Without omitting anything, return the records precisely as given.

[Entries from a point annotation set]
::::::

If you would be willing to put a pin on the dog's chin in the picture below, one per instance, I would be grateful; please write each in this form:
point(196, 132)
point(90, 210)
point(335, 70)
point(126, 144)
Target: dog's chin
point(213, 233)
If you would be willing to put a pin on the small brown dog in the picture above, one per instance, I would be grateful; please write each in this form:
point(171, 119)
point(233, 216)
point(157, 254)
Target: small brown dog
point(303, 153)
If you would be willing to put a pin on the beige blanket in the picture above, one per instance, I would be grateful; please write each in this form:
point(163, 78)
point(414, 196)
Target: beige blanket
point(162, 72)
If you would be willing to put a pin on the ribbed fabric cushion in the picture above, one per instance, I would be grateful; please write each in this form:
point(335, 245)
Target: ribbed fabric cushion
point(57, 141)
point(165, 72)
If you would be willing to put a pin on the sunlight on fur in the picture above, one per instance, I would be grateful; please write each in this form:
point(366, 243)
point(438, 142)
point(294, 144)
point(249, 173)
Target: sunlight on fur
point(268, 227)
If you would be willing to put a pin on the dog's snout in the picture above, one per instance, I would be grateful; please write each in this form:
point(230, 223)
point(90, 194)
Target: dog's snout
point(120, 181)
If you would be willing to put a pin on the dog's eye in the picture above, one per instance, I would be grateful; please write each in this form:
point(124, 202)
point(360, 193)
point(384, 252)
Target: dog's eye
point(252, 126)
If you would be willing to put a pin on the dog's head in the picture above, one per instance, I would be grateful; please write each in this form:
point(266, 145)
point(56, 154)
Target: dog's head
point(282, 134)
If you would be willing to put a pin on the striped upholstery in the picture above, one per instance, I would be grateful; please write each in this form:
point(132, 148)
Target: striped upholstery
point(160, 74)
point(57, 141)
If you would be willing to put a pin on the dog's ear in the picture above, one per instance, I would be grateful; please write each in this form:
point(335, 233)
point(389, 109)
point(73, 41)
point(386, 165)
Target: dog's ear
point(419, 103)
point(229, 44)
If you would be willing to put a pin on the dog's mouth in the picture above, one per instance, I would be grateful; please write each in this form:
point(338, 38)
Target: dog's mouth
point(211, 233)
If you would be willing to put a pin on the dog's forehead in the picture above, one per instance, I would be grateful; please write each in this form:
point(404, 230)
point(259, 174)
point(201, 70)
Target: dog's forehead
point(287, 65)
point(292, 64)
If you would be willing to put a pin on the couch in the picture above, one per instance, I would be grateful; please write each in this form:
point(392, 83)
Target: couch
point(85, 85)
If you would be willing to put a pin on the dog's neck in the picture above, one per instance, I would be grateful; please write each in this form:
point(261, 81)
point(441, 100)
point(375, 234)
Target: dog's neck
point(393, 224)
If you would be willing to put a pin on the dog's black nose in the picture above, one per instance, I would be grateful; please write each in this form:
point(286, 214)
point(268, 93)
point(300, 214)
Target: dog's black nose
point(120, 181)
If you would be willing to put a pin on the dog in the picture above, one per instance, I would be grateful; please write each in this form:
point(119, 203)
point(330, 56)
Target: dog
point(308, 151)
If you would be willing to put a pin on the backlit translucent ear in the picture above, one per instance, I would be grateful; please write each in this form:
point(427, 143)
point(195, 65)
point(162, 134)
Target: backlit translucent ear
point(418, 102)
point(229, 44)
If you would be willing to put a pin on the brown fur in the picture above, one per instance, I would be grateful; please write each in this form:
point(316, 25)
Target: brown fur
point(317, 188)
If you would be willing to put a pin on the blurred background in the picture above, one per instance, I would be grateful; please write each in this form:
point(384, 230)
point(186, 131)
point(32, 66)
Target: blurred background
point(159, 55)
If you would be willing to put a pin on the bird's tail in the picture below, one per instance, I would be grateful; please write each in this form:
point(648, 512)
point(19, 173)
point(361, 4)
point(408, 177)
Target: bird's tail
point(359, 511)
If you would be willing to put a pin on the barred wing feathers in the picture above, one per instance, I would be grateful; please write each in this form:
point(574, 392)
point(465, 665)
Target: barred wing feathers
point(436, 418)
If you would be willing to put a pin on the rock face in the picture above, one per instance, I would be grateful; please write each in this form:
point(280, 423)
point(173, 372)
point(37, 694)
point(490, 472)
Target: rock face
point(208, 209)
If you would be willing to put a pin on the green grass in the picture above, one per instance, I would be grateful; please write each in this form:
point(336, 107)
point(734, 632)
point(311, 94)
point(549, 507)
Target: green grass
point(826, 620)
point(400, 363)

::::::

RESPONSE:
If you would be willing to put a pin on the dog's chin in the picture below, one per instance, I would be grateful; please write each in this form:
point(196, 132)
point(90, 210)
point(335, 70)
point(126, 144)
Target: dog's chin
point(213, 233)
If you would be willing to put a pin on the small brown dog in the picture above, one per instance, I would be grateful; please write each in this form:
point(171, 119)
point(233, 216)
point(157, 254)
Target: small brown dog
point(303, 153)
If you would be willing to put a pin on the beige blanket in the picture above, one per instance, I would be grateful; please write each in this form:
point(163, 78)
point(414, 196)
Target: beige blanket
point(162, 72)
If you would be willing to put a pin on the ribbed fabric cushion in the picture above, one per instance, I would be grateful; please write each in this form:
point(335, 245)
Target: ribbed fabric cushion
point(57, 141)
point(165, 72)
If you would be willing to put a pin on the sunlight on fur in the picture above, one per instance, I would be grateful; please write each in this form:
point(366, 243)
point(438, 142)
point(294, 144)
point(249, 173)
Target: sunlight on fur
point(268, 227)
If you would be willing to put a pin on the dog's snout in the picture above, one per instance, I would be grateful; please write each in this form:
point(230, 223)
point(90, 194)
Target: dog's snout
point(120, 181)
If you would be willing to put a pin on the dog's eye in the picture above, one per instance, I would be grateful; please write each in this form:
point(124, 202)
point(360, 193)
point(384, 252)
Target: dog's eye
point(252, 126)
If you would be willing to put a pin on the dog's head in the picture above, one per instance, I would be grateful; please write each in this form:
point(266, 145)
point(56, 154)
Target: dog's head
point(282, 134)
If you would be willing to put a pin on the striped upholstery in the picture above, one per instance, I would be grateful; please write each in this form:
point(132, 148)
Target: striped upholstery
point(160, 74)
point(57, 141)
If you would be willing to put a pin on the dog's ear in the picture above, one per instance, I would be grateful; please write each in this form:
point(335, 233)
point(389, 109)
point(73, 41)
point(386, 165)
Target: dog's ear
point(419, 103)
point(229, 44)
If you would be willing to put a pin on the dog's mouth in the picture above, one per instance, I would be grateful; please write each in this form:
point(338, 38)
Target: dog's mouth
point(211, 233)
If you would be willing to put a pin on the dog's forehead in the picture above, one per instance, I would be grateful; please write each in this form:
point(404, 230)
point(259, 174)
point(201, 70)
Target: dog's forehead
point(287, 65)
point(292, 64)
If you would be willing to put a pin on the couch in the picture above, one per instance, I would be grateful; please write each in this form:
point(392, 83)
Target: couch
point(85, 85)
If you would be willing to put a pin on the dog's neck in the picture above, one per instance, I would be grateful; please write each in this form:
point(261, 81)
point(441, 100)
point(375, 234)
Target: dog's neck
point(393, 224)
If you would be willing to put a pin on the dog's black nose in the picture above, one per instance, I would be grateful; please write each in this form:
point(286, 214)
point(268, 93)
point(300, 214)
Target: dog's black nose
point(120, 181)
If you would be willing to put a pin on the dog in the picture above, one per instance, I would be grateful; please write each in this form:
point(119, 203)
point(330, 56)
Target: dog
point(308, 151)
If you would be willing to put a pin on the backlit translucent ear in the picture above, one per instance, I would be grateful; please write each in this form:
point(427, 143)
point(195, 65)
point(162, 134)
Target: backlit translucent ear
point(418, 102)
point(229, 44)
If you would be willing to put a pin on the brown fur in the picture above, one per instance, I would be grateful; please write each in this form:
point(316, 25)
Target: brown fur
point(317, 188)
If you would be willing to put a pin on the blurred background in the picture above, one per instance, I would be grateful; please write each in this form:
point(384, 230)
point(186, 131)
point(32, 66)
Target: blurred background
point(159, 55)
If you would be willing to put a pin on the bird's tail in the picture below, one per instance, I would be grateful; please write each in this form:
point(648, 512)
point(19, 173)
point(361, 4)
point(408, 177)
Target: bird's tail
point(359, 511)
If you would be willing to put a pin on the barred wing feathers in the picture above, one per instance, I would be grateful; please write each in this form:
point(574, 392)
point(465, 665)
Target: barred wing feathers
point(436, 418)
If you would be willing to put a pin on the rock face in the picture above, one per instance, I would be grateful; please write each in this form:
point(280, 423)
point(173, 372)
point(37, 694)
point(490, 472)
Target: rock face
point(208, 209)
If you would be willing to put a pin on the green grass in the picture above, one per instance, I would be grateful; please write each in this form:
point(336, 107)
point(734, 632)
point(311, 94)
point(549, 507)
Target: green grass
point(826, 620)
point(400, 363)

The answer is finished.